* [What you are asked to do]: Copy every one of the records below word for word, keeping each line as it appears.

[Start of Data to process]

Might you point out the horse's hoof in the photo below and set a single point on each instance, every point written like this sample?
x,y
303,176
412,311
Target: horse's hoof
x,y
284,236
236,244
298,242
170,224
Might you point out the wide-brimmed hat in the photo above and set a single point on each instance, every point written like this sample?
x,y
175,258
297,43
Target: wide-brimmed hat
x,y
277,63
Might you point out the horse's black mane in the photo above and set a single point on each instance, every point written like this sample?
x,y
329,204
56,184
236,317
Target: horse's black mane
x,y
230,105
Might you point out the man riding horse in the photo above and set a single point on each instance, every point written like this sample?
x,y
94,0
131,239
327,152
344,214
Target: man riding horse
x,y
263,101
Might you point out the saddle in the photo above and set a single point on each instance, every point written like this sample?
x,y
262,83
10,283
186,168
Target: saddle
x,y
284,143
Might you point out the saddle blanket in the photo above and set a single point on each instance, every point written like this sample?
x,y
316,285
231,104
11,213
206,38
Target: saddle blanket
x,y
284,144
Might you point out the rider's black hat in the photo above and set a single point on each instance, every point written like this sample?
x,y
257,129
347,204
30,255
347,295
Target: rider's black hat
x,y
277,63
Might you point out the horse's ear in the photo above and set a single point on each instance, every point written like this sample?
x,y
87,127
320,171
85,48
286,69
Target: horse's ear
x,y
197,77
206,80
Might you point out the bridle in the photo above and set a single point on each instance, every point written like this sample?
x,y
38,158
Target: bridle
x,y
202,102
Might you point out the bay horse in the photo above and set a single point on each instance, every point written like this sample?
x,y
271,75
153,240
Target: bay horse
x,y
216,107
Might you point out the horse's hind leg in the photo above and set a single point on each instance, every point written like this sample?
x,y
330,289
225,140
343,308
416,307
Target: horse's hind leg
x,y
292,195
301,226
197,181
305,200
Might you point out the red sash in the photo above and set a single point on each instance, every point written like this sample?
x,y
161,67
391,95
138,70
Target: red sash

[End of Data to process]

* [Exercise solution]:
Might you point out the horse's hoof in the photo below and set a single point on each instance, every point written like this sample?
x,y
303,176
412,311
Target: horse's hoof
x,y
284,236
236,244
298,242
170,224
Might you point out the wide-brimmed hat in the photo above and set a single point on each instance, every point written like this sample?
x,y
175,258
297,43
Target: wide-brimmed hat
x,y
277,63
Might you point out the horse's black mane in the photo above and set a single point on each instance, every point written like this sample?
x,y
329,204
56,184
236,317
Target: horse's black mane
x,y
230,105
Might you point out the man riding horse in the photo above and set a single point on each instance, every point written like this sample?
x,y
94,0
131,239
327,152
344,214
Target: man riding horse
x,y
263,101
Might you point out the saddle in the photo above and set a single point on each instance, every point written like this sample?
x,y
262,83
10,283
186,168
Target: saddle
x,y
284,143
Might you point out the saddle blanket in the photo above and set a single point on each instance, every point written like this sample?
x,y
316,285
231,104
11,213
206,38
Target: saddle blanket
x,y
284,144
Might you point out the rider's black hat in the photo above and set a single point on each instance, every point written like this sample?
x,y
257,129
347,204
30,255
347,295
Target: rider's black hat
x,y
277,63
Might you point out the horse's ear in the photo above and set a single point on each instance, every point written like this sample?
x,y
87,127
320,171
85,48
286,69
Target: horse's ear
x,y
197,77
206,80
Might you point out the bridle in the photo above and set a single point on each instance, every point written like this sample?
x,y
38,158
Target: bridle
x,y
202,102
Might you point out the bay horse in the photo above and set a single point on each instance, every point written like this sample?
x,y
271,75
153,240
Target: bay horse
x,y
216,107
Might you point out the horse's hind leg in the photo above and set a single point on each instance, every point written like this sample?
x,y
330,289
225,140
343,308
416,307
Target: horse's hind leg
x,y
292,195
301,226
197,181
305,200
Might you point out the red sash in the photo above and set a single point on each instance, every point written like this sample?
x,y
161,67
391,95
138,70
Target: red sash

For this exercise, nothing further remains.